### 課題の目的 1
提示文によると、GOMOはスタッフを含めて何人か。

-------

黒川 『妄想コント』をやったのは、劇場スタッフの皆さんの現状を聞いて「それはえげつないなあ。何かできないかなあ」と思ったから、というのもありました(ちなみに公演の収益は、必要経費分以外は全額劇場に寄付)。でも僕自身は、割と普通に今年のスケジュールをこなしています。
丸井 4月と5月の寄席と、誘われていたイベントが2本飛んだぐらいでしたね。
黒川 というのもGOMOは、スタッフを入れても3人しかいないから、どこに行ってもあまり人と接触しないし、楽屋でもほぼ交わることがない。お客さんもそんなに多くないから、何も言わなくてもソーシャル・ディスタンスを取ってくれるし(笑)。
丸井 舞台上も一人しかいないから、密になりようがないしね。舞台と客席の距離だけキッチリしとけば問題はない。そこは少人数のユニットの強みだったなあと思います。
黒川 大人数だったら、東京公演は見送ってたかもしれないです、今の状況では。そんな感じで、以前と変わりなく公演ができてますけど、お客さんがマスクをしてるのは、思ったよりやりづらい。表情が見えないから「ウケてないのかな?」「聞いてるのかな?」と、不安になってしまいますね。

-------

### 課題の目的 2
項目のうち、「# locate man with」を含む行から「(1145, 411)」を含む行までを、両端の行も含めてそのまま引用すること。

-------

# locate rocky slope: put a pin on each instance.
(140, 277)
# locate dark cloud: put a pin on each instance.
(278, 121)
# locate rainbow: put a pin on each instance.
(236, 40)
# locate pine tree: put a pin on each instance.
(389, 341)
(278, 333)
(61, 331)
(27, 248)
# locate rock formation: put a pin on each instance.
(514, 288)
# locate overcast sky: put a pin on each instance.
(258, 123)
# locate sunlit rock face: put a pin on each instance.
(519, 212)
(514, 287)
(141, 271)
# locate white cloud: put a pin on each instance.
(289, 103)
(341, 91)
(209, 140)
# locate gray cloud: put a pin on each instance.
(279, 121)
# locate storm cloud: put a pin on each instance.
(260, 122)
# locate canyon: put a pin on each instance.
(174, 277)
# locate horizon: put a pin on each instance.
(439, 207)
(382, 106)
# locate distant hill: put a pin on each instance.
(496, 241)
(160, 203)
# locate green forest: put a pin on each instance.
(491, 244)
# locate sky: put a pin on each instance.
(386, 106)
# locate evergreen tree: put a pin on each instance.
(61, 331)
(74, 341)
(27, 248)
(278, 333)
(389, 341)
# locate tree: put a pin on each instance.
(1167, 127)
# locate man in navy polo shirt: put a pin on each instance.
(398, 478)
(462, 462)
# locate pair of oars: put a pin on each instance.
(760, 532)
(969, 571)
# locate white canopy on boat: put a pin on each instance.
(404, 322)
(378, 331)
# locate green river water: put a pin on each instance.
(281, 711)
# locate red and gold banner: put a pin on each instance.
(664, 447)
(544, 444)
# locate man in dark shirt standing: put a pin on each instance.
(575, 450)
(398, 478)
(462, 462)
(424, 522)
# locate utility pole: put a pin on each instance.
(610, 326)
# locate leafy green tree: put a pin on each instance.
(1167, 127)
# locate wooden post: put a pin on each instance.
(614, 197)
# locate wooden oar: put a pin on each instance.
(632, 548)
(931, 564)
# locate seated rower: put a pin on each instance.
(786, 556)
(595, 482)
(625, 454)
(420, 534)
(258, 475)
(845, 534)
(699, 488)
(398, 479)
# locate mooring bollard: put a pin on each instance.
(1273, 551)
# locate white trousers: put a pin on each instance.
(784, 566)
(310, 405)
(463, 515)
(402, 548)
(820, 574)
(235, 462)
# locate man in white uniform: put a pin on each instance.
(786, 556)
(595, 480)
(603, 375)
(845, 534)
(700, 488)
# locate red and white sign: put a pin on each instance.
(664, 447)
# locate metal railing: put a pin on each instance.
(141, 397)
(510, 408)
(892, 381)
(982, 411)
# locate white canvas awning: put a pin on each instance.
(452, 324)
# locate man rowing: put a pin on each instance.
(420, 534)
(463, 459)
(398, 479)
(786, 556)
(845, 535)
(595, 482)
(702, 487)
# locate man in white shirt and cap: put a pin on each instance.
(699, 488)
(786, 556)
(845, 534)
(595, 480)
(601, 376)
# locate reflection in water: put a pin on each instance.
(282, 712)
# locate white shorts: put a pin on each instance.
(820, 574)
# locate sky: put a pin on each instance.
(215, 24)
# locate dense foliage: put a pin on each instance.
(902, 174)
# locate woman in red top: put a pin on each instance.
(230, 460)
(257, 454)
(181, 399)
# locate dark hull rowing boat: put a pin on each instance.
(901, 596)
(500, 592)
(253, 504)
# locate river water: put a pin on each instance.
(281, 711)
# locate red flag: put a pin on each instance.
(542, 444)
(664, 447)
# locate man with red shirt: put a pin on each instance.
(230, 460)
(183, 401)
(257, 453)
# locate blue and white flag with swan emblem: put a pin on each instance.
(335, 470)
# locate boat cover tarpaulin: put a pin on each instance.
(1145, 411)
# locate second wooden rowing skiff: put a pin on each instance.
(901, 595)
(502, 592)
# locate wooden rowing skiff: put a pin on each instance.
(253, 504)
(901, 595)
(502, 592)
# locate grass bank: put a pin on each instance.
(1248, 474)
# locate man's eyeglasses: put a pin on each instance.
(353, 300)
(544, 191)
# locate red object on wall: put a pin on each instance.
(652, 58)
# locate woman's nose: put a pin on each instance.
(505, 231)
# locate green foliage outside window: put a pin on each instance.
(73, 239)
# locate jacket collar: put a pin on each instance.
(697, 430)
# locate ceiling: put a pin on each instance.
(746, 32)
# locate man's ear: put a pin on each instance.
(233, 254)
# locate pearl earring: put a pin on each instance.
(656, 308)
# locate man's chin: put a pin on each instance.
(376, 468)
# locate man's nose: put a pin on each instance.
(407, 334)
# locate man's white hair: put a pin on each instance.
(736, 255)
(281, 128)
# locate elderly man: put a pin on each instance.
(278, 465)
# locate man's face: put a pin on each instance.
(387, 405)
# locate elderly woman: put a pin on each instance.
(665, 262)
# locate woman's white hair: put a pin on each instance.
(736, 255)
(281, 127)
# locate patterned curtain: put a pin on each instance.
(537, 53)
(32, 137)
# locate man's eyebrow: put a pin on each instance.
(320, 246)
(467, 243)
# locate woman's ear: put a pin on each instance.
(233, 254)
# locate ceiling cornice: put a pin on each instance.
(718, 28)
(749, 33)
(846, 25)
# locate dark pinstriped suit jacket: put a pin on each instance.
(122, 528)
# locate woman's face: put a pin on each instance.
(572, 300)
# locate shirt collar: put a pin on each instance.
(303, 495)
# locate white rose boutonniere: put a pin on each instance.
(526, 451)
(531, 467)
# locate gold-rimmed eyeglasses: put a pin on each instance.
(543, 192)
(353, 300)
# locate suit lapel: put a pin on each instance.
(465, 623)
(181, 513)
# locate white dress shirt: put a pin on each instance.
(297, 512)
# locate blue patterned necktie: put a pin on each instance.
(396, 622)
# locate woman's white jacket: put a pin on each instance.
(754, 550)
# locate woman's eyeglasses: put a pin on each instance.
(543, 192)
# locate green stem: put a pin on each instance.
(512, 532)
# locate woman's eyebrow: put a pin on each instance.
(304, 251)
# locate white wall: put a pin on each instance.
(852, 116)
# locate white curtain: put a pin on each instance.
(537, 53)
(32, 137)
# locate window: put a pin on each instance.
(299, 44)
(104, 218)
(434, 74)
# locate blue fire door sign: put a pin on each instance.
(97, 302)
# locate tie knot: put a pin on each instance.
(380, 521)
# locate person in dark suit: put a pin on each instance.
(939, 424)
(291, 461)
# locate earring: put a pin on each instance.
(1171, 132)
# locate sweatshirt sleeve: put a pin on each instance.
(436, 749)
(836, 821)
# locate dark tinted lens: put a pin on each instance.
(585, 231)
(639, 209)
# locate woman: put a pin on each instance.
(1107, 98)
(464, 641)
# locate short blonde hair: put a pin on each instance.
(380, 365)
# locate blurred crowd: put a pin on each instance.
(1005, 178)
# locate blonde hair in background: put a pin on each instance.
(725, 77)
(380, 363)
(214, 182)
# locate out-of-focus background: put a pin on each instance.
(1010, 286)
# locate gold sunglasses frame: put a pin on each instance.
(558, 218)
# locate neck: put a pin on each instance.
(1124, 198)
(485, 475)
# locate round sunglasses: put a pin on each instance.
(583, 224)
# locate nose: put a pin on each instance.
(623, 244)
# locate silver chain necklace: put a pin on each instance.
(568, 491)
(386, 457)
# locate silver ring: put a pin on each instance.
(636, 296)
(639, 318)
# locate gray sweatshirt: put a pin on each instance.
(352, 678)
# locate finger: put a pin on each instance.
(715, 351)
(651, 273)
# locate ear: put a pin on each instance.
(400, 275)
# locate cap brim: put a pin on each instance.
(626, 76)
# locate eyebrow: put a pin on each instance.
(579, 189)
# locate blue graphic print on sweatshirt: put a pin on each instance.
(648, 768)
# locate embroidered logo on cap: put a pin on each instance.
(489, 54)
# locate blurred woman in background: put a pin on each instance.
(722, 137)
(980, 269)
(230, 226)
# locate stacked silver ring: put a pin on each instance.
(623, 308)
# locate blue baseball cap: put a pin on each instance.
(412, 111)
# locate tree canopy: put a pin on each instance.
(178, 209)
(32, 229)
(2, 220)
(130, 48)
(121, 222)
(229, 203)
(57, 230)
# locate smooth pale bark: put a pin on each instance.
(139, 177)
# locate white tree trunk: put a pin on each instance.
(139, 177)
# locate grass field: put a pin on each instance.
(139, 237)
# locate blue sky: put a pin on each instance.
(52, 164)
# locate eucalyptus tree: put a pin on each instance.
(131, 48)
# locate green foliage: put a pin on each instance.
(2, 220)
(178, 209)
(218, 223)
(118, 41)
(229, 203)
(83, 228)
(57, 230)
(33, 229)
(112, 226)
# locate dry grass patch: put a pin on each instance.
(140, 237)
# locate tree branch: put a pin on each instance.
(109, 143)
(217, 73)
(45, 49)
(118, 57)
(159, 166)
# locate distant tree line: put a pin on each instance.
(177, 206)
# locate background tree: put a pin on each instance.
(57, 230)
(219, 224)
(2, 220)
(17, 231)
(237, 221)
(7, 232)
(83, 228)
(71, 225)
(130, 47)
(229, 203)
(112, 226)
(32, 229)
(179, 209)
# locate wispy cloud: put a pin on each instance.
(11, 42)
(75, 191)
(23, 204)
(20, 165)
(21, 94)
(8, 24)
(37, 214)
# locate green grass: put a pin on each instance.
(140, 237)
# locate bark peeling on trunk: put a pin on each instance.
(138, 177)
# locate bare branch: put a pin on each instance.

-------

### 記述回答 1
スタッフを含めて3人。

### 記述回答 2
# locate man with red shirt: put a pin on each instance.
(230, 460)
(183, 401)
(257, 453)
# locate blue and white flag with swan emblem: put a pin on each instance.
(335, 470)
# locate boat cover tarpaulin: put a pin on each instance.
(1145, 411)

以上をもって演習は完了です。